>> begin

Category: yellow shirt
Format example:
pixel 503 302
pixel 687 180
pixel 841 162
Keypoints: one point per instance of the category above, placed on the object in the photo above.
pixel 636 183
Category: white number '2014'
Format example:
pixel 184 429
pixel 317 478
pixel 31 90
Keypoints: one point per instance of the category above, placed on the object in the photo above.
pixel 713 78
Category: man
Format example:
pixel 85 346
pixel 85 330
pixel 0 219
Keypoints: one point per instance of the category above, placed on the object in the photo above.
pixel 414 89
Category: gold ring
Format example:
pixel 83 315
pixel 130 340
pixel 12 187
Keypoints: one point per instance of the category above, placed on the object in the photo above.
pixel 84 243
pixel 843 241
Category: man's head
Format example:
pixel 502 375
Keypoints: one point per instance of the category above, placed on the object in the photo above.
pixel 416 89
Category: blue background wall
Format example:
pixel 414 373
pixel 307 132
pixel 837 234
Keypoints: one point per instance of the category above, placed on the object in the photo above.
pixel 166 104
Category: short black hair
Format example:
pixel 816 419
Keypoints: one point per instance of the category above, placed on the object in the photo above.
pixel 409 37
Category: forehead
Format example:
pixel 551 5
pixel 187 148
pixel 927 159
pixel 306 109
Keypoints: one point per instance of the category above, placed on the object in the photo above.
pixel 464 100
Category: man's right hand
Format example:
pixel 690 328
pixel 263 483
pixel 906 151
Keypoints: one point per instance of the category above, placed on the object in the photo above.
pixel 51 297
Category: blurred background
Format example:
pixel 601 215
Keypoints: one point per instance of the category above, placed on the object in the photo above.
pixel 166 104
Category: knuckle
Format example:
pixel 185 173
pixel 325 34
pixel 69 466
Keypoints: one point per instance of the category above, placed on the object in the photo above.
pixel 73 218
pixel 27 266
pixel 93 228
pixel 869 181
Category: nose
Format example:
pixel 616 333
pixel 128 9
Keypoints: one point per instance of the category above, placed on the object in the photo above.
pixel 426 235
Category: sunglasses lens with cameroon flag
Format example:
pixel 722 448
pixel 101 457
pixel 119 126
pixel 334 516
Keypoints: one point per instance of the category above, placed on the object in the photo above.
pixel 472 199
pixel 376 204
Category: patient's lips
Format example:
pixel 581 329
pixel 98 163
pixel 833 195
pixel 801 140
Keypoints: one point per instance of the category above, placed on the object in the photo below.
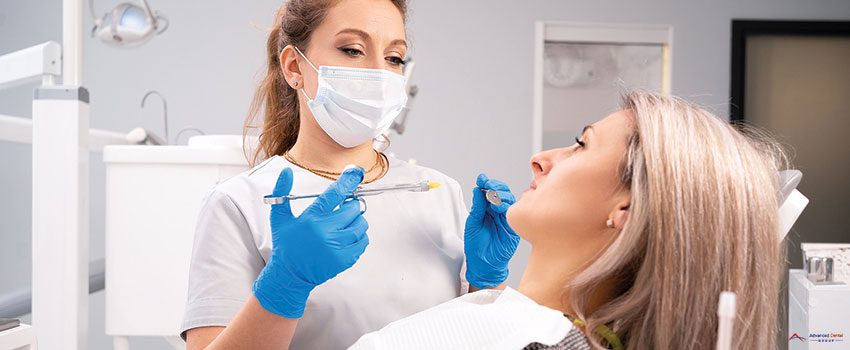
pixel 531 187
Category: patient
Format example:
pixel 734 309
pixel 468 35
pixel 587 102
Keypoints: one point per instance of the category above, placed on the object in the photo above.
pixel 635 230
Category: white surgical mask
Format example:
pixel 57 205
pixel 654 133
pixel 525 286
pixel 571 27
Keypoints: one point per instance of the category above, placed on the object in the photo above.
pixel 355 105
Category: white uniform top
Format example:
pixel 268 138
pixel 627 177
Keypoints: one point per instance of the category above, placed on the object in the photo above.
pixel 413 261
pixel 486 319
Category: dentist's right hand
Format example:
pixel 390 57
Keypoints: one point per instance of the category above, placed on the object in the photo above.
pixel 312 248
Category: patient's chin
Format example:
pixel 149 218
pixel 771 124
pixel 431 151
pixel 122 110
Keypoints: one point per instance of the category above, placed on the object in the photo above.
pixel 515 219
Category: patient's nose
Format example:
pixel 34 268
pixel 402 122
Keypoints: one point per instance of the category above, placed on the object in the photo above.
pixel 541 163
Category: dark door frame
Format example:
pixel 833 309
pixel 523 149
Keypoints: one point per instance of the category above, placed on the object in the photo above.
pixel 742 29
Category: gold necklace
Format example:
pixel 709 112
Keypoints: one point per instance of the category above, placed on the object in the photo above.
pixel 377 162
pixel 382 160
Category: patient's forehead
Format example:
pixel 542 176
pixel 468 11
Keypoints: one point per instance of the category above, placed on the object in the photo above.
pixel 616 126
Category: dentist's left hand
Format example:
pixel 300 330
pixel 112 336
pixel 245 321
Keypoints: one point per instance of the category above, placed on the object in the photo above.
pixel 312 248
pixel 489 242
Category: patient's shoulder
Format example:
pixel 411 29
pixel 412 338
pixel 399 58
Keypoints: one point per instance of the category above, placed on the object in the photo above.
pixel 575 340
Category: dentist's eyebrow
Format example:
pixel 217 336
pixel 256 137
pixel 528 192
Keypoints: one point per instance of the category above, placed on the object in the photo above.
pixel 399 42
pixel 363 35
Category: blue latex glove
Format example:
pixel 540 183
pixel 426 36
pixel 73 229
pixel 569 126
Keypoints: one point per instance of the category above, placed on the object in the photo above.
pixel 489 242
pixel 312 248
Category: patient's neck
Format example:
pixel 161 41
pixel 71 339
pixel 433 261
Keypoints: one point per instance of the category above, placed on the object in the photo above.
pixel 547 276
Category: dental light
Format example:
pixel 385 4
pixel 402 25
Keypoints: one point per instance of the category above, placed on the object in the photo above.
pixel 128 24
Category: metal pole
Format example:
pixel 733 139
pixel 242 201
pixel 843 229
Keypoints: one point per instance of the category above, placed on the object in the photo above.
pixel 72 42
pixel 60 203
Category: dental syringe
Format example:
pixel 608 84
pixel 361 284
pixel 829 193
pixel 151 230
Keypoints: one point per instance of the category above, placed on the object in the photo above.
pixel 421 186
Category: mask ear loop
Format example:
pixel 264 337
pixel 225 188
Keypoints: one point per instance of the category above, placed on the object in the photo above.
pixel 311 66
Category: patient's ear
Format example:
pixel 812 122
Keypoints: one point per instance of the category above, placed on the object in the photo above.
pixel 620 214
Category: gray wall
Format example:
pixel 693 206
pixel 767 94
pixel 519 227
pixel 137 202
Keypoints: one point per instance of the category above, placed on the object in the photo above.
pixel 474 70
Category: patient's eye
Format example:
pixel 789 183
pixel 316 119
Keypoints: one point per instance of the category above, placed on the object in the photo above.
pixel 580 143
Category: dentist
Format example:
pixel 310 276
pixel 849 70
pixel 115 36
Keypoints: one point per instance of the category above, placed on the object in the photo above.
pixel 319 275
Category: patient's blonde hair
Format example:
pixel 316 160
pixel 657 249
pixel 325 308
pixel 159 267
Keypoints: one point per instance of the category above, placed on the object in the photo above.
pixel 702 219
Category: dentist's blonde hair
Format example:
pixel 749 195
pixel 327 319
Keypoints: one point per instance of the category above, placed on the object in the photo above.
pixel 702 219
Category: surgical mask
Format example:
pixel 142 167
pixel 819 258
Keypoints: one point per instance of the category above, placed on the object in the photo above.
pixel 355 105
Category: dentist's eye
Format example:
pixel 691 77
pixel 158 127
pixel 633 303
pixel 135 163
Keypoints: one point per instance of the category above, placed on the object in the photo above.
pixel 351 52
pixel 396 61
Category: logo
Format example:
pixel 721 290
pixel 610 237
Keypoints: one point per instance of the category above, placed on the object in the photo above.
pixel 795 336
pixel 826 337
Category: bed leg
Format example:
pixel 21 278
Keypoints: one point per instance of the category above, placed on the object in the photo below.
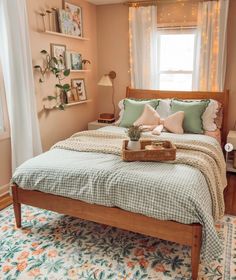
pixel 16 206
pixel 196 249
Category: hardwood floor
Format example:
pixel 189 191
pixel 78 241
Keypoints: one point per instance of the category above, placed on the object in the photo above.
pixel 230 194
pixel 5 201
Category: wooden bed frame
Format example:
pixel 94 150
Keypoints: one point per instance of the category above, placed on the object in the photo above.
pixel 187 234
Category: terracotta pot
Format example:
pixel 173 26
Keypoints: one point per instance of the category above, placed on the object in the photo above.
pixel 134 145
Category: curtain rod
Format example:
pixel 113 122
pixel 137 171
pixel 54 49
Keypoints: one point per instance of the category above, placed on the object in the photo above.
pixel 155 2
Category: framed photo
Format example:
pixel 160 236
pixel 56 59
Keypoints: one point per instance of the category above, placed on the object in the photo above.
pixel 76 61
pixel 75 15
pixel 65 22
pixel 59 52
pixel 79 86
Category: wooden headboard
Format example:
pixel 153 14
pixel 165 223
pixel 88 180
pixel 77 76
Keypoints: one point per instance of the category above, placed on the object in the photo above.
pixel 222 97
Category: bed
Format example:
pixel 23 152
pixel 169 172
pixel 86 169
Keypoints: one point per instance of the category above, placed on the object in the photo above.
pixel 184 232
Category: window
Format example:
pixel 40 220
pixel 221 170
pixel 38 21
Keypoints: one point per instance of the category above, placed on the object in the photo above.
pixel 4 125
pixel 176 57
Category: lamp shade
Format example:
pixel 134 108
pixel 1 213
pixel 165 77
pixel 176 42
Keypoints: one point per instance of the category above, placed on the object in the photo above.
pixel 105 81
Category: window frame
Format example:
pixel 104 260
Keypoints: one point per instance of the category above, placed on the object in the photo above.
pixel 176 31
pixel 6 128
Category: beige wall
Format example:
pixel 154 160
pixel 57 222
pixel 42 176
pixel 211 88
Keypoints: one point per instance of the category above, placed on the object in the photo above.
pixel 56 125
pixel 231 63
pixel 113 40
pixel 113 50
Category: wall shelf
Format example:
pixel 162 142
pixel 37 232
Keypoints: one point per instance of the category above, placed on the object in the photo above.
pixel 65 35
pixel 68 105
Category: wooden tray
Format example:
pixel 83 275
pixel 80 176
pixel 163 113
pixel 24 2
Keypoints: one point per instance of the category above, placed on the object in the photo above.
pixel 167 153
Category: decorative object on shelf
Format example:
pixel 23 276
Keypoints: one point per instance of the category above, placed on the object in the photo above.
pixel 49 13
pixel 59 52
pixel 134 133
pixel 75 61
pixel 85 64
pixel 53 65
pixel 75 13
pixel 65 22
pixel 55 23
pixel 79 86
pixel 107 80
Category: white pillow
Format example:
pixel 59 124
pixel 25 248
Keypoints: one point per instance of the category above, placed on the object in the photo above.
pixel 164 110
pixel 209 116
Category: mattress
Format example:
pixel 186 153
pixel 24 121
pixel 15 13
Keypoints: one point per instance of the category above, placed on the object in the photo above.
pixel 163 191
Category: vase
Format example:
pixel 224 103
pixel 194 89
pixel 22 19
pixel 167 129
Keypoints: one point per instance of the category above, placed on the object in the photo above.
pixel 64 97
pixel 134 145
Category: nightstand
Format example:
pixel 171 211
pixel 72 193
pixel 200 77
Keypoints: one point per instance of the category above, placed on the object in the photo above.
pixel 230 191
pixel 96 125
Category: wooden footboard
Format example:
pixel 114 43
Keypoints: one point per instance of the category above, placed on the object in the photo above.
pixel 190 235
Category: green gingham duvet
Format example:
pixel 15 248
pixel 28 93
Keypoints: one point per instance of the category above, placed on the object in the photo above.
pixel 161 190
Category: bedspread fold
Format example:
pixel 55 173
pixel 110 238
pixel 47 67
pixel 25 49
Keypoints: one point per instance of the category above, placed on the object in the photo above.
pixel 206 156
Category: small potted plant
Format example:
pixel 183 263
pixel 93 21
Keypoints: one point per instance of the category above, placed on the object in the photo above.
pixel 134 133
pixel 85 64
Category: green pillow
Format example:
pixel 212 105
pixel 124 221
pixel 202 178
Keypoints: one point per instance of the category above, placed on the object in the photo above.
pixel 193 111
pixel 133 109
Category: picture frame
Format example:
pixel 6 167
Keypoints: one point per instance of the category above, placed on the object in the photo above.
pixel 59 52
pixel 76 61
pixel 78 85
pixel 74 12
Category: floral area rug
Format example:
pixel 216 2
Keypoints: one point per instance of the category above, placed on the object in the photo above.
pixel 53 246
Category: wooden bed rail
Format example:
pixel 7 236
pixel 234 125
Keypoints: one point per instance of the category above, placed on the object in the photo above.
pixel 190 235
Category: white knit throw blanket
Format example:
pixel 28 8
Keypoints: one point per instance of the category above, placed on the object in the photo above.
pixel 206 157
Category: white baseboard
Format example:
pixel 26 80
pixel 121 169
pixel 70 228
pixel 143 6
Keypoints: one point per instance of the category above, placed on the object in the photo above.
pixel 4 189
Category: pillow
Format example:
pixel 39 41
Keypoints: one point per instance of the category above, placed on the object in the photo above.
pixel 148 117
pixel 209 117
pixel 193 111
pixel 133 109
pixel 163 109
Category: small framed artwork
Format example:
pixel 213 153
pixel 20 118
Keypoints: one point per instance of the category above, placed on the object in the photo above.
pixel 75 15
pixel 66 25
pixel 76 61
pixel 59 52
pixel 79 86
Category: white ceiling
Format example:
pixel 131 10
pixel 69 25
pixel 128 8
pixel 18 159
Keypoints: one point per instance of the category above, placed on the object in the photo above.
pixel 104 2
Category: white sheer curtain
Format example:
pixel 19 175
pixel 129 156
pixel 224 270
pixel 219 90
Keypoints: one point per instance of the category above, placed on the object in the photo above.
pixel 18 77
pixel 143 47
pixel 212 27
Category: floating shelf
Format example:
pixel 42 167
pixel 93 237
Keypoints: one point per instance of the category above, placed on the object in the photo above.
pixel 80 71
pixel 68 105
pixel 65 35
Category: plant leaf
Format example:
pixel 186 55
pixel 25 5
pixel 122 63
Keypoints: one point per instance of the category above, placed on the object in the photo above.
pixel 54 60
pixel 66 72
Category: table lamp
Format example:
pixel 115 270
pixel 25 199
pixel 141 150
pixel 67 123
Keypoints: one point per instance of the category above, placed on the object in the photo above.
pixel 107 80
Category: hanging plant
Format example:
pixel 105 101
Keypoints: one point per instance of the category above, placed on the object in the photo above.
pixel 53 65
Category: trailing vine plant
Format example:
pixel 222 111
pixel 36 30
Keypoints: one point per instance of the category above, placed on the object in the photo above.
pixel 54 66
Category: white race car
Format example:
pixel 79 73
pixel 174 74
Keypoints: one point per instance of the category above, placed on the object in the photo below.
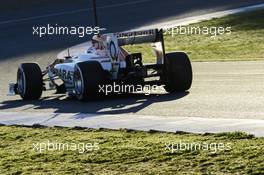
pixel 106 62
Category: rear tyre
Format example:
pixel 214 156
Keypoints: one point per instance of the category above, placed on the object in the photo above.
pixel 29 81
pixel 178 72
pixel 88 77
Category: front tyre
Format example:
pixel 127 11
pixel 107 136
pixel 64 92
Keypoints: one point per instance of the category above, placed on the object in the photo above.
pixel 88 77
pixel 29 81
pixel 178 72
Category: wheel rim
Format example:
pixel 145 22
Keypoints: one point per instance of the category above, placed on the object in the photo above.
pixel 78 83
pixel 21 82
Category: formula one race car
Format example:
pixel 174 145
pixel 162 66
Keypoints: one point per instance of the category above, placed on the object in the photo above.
pixel 106 62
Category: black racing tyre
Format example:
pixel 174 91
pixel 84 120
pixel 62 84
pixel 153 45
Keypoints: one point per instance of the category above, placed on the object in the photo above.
pixel 29 81
pixel 88 77
pixel 178 72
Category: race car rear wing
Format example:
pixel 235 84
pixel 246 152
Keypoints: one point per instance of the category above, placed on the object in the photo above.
pixel 139 37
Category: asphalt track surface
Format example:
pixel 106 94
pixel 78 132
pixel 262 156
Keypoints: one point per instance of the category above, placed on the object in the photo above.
pixel 220 89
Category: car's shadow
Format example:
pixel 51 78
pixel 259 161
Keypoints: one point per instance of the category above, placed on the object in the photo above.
pixel 115 104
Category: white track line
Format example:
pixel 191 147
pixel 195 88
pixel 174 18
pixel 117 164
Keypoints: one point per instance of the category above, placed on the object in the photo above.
pixel 137 122
pixel 72 12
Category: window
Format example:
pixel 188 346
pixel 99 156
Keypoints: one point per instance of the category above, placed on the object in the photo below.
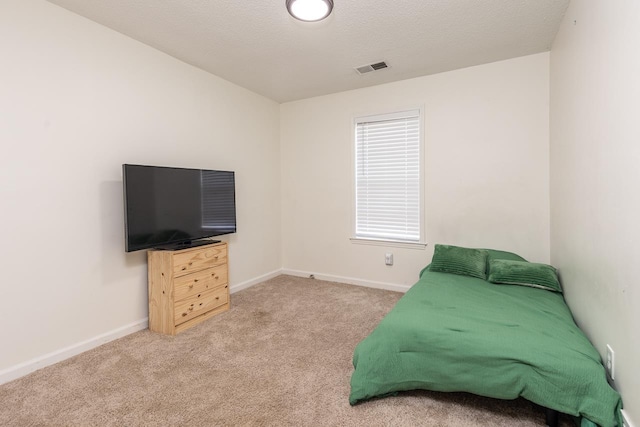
pixel 388 171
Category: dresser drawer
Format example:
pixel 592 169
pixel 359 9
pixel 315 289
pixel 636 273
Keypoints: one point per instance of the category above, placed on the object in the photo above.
pixel 198 282
pixel 190 260
pixel 200 303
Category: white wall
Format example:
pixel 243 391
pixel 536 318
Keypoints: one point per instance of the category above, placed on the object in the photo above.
pixel 76 101
pixel 487 184
pixel 595 178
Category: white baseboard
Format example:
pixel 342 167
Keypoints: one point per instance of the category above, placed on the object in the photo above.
pixel 32 365
pixel 249 283
pixel 348 280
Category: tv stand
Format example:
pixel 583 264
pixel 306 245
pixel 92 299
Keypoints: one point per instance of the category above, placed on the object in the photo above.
pixel 187 286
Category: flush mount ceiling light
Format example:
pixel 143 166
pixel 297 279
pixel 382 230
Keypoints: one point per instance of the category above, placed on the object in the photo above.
pixel 310 10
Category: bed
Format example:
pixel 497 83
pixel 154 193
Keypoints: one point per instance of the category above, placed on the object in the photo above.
pixel 456 331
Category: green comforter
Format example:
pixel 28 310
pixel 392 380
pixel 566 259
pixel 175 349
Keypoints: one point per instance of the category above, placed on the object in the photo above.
pixel 458 333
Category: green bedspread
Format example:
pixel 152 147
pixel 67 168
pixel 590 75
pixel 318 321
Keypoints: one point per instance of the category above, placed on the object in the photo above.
pixel 459 333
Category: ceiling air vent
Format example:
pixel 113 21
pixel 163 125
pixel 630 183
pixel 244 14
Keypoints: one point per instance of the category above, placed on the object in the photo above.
pixel 372 67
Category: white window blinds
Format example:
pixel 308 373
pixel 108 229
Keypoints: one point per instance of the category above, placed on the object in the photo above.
pixel 387 177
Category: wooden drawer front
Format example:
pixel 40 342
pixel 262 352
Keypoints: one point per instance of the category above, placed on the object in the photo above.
pixel 185 262
pixel 200 304
pixel 201 281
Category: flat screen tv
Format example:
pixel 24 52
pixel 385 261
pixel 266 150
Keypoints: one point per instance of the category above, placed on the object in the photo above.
pixel 176 207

>> end

◆ **WHAT YOU ARE ASKED TO DO**
Reproduce exactly the lines from the one with "Category: white wall" through the end of the entries above, both ends included.

◆ **EXERCISE RESPONSE**
Category: white wall
Format example:
pixel 243 391
pixel 536 318
Keypoints: one point per instance of the category above, placed on the object in the photo above.
pixel 76 101
pixel 487 184
pixel 595 178
Category: white baseboard
Format example:
pixel 342 167
Keypoints: one point per instance of the category above, placed on the object in the photo above.
pixel 32 365
pixel 249 283
pixel 348 280
Category: tv stand
Format example:
pixel 583 264
pixel 306 245
pixel 92 299
Keypoints: one point per instance of the category above, placed on the object in the photo above.
pixel 187 286
Category: flush mount ceiling light
Format example:
pixel 143 166
pixel 297 279
pixel 382 230
Keypoints: one point per instance of the category above, placed on the object in the photo above.
pixel 310 10
Category: bed
Format example:
pixel 497 83
pixel 154 193
Keypoints: one point per instance of the category above, placed on the object in the photo above.
pixel 456 331
Category: green comforter
Format example:
pixel 28 310
pixel 392 380
pixel 566 259
pixel 175 349
Keypoints: one point per instance of the category above, placed on the object in the photo above.
pixel 458 333
Category: green bedspread
Format example:
pixel 152 147
pixel 67 168
pixel 590 75
pixel 318 321
Keypoints: one point per instance of the category above, placed on the object in the photo above.
pixel 459 333
Category: ceiling air vent
Format example:
pixel 113 21
pixel 163 125
pixel 630 183
pixel 244 14
Keypoints: one point per instance of the category above, placed on the object in the photo above.
pixel 372 67
Category: white window blinds
Format example:
pixel 308 373
pixel 108 229
Keypoints: one point per instance of the category above, placed on the object in the photo above.
pixel 387 177
Category: wooden drawer front
Format example:
pixel 40 342
pixel 262 352
Keypoints: one point per instance of the category above, placed on the object in the photo above.
pixel 185 262
pixel 200 304
pixel 201 281
Category: flat screen tv
Format example:
pixel 24 52
pixel 385 261
pixel 266 150
Keypoints: one point per instance of the category above, placed on the object in the photo above.
pixel 176 207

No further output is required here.